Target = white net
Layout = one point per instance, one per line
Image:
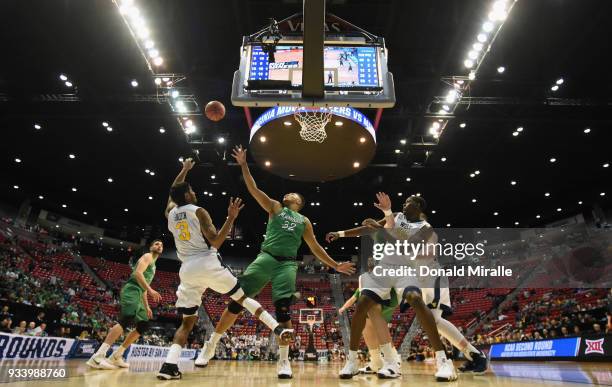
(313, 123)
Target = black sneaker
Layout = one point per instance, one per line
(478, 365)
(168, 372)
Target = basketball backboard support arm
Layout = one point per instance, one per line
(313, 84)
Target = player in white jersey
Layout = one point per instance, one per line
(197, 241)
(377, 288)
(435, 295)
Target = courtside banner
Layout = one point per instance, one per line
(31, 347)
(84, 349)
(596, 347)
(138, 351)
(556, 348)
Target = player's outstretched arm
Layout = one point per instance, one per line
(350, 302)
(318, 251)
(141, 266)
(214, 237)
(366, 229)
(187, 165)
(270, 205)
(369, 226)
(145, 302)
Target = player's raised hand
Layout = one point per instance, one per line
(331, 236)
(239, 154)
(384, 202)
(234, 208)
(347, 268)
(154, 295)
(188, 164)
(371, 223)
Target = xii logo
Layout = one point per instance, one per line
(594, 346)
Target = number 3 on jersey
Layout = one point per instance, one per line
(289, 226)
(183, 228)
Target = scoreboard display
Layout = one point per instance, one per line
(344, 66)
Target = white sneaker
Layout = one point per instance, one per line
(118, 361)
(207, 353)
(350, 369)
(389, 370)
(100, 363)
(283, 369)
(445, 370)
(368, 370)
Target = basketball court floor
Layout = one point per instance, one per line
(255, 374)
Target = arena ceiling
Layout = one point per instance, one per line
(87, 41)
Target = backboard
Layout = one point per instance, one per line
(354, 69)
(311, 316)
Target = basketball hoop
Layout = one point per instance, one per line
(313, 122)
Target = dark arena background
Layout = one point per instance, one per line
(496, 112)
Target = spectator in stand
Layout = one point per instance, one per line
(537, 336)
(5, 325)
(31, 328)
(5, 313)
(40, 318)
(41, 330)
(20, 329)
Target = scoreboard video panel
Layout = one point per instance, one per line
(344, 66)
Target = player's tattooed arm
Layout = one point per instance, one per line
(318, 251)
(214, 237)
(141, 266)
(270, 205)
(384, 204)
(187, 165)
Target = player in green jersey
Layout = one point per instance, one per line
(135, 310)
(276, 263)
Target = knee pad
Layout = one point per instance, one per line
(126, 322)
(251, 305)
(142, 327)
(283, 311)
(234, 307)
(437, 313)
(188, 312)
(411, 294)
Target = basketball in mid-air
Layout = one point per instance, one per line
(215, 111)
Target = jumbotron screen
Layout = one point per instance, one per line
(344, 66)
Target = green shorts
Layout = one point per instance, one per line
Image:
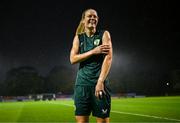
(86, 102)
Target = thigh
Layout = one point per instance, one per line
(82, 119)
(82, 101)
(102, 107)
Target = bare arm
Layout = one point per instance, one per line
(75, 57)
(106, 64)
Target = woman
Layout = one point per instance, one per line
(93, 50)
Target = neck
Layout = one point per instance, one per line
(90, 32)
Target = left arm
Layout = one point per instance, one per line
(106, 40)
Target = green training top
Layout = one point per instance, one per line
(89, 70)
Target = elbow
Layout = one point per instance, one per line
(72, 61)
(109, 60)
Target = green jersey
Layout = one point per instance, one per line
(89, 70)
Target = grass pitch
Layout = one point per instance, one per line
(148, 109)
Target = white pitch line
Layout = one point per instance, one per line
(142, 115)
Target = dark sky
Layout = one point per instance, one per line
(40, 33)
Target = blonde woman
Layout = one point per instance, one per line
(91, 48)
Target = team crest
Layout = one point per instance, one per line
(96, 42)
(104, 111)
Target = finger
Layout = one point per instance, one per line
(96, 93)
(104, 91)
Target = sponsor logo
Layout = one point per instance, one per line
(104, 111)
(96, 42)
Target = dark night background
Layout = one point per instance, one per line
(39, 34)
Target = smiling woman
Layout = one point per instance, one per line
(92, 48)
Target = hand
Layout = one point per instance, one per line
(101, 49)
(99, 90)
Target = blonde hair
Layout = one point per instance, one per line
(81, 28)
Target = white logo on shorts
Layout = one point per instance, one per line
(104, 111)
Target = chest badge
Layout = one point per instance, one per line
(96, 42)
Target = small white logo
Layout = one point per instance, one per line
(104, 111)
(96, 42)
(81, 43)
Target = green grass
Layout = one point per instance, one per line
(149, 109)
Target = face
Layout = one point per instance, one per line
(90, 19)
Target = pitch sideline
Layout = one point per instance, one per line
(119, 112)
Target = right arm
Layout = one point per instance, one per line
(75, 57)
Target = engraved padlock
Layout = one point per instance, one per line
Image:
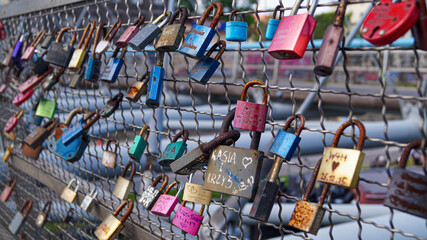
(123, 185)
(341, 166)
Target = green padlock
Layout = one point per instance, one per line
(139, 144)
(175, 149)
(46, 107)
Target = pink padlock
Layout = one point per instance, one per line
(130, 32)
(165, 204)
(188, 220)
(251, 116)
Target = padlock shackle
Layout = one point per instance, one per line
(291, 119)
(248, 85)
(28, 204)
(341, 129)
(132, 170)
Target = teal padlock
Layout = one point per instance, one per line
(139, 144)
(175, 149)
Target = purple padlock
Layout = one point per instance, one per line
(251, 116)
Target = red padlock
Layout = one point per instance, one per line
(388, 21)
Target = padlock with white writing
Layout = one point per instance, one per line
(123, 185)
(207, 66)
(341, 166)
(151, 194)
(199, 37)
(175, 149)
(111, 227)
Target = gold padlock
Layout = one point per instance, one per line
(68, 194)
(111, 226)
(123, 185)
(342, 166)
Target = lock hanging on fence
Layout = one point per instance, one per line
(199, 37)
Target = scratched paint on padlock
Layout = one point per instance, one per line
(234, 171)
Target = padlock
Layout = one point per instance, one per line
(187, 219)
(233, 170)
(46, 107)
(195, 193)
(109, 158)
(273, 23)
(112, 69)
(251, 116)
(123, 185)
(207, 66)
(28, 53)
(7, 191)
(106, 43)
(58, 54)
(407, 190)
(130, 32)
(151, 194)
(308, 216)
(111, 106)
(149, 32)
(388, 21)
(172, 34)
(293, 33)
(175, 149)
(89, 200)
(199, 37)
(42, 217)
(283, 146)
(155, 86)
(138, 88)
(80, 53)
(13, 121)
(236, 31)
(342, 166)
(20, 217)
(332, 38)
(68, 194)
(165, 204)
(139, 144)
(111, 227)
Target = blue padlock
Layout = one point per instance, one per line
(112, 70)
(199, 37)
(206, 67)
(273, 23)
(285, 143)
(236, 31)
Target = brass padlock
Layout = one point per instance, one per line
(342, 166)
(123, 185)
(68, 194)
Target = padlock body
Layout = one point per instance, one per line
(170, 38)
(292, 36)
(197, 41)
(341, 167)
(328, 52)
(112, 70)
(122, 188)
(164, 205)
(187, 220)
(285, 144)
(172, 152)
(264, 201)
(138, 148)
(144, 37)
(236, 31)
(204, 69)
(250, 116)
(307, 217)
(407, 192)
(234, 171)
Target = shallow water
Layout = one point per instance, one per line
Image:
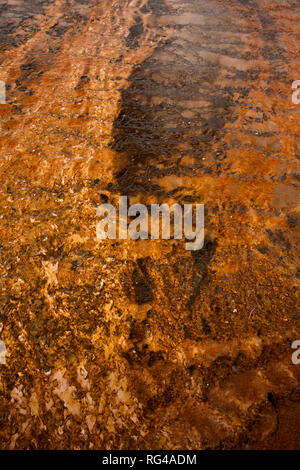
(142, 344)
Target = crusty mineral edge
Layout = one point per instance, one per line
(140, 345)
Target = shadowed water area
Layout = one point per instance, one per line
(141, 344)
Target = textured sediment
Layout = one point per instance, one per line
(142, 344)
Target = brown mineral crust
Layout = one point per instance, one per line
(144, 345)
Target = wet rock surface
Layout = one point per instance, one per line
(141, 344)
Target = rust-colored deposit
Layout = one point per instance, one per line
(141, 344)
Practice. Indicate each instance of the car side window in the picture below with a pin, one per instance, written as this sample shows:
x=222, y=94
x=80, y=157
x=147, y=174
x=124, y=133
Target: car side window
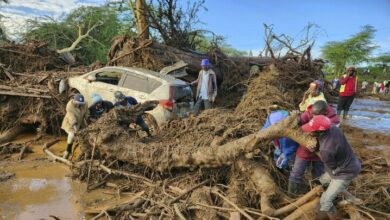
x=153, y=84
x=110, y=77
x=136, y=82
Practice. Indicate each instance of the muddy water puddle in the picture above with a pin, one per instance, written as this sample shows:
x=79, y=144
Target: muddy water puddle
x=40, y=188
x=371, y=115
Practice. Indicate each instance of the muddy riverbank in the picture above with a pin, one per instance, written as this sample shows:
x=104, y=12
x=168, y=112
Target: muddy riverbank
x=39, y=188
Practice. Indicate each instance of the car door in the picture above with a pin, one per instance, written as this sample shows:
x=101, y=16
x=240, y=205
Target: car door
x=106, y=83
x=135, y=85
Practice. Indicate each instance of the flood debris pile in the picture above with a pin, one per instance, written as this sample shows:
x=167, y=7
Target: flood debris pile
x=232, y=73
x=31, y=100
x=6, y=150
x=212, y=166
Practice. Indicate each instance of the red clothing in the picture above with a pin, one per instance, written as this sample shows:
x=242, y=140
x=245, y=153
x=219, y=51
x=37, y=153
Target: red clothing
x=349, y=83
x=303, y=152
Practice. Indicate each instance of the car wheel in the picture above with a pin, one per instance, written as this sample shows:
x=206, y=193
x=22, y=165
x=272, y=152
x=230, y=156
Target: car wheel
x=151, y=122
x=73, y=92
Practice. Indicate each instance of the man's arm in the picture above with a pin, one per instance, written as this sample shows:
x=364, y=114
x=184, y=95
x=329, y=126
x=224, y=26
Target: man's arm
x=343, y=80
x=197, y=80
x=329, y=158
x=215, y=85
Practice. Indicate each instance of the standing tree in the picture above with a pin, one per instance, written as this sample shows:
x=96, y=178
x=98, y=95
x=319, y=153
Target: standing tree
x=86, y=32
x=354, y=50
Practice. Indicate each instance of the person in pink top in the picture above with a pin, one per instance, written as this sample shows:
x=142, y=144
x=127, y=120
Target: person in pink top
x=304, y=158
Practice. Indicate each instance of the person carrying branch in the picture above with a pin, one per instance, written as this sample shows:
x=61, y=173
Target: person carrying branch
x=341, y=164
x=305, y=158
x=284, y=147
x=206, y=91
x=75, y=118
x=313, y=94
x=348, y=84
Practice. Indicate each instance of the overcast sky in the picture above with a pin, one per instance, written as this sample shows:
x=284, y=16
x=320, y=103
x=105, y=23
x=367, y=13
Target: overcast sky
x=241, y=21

## [PROBLEM TO WORK ON]
Across the data above, how many lines include the word "arena"? Give only the number.

## [TASK OUTPUT]
2